**OBJECTIVE:**
Extend the commentary on Facebook's Oversight Board, picking up after its final sentence.

Even somewhat right-leaning board members seem shaky. John Samples, a vice president at the libertarian Cato Institute, has publicly bemoaned President Trump’s “assault on American institutions” and accused him of opposing “basic ideals underpinning liberal democracy.” Opposition to “basic ideals underpinning liberal democracy” sounds like prime grounds for censorship, wouldn’t you say? And board member Damian Green, though technically a conservative member of the British parliament, would fall squarely on the Left by American standards.
Speaking of American standards, one can’t help but notice how few Americans will oversee one of the most successful American companies in history. Just five of the twenty people who “will make final and binding decisions on whether specific content should be allowed or removed from Facebook and Instagram” hail from the United States, where freedom of speech means something rather different than it does in Denmark or Pakistan. Even relatively tolerant countries fine and jail people for expressing heterodox views. America uniquely protects speech. Perhaps Facebook has selected so disproportionately international a group because the majority of Facebook users live outside the United States. But Facebook would not exist—it would be unthinkable—outside the particularly robust American conception and defense of free expression. Americans should constitute a far greater percentage of the next twenty Oversight Board members.

**INFORMATION PROVIDED:**
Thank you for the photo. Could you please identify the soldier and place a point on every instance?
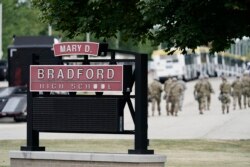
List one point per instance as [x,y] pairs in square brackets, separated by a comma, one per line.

**TASK RESPONSE:**
The board chairmen promise, “We are all committed to freedom of expression within the framework of international norms of human rights.” But “international norms” regarding free expression pale in comparison to our own. What a sad irony for a great American company. Facebook began as a platform that promised the expansion of free expression—that is, a uniquely American tradition of free expression—around the world. Now that platform promises to constrict at home the good it seeks to expand abroad. In attempting to please everyone, the Oversight Board as currently constituted will appease no one and heap ever more blame on its founder, to whom it can never again be held accountable. Call it mission drift, call it madness. In any case, Mark Zuckerberg should call for a new plan before it’s too late.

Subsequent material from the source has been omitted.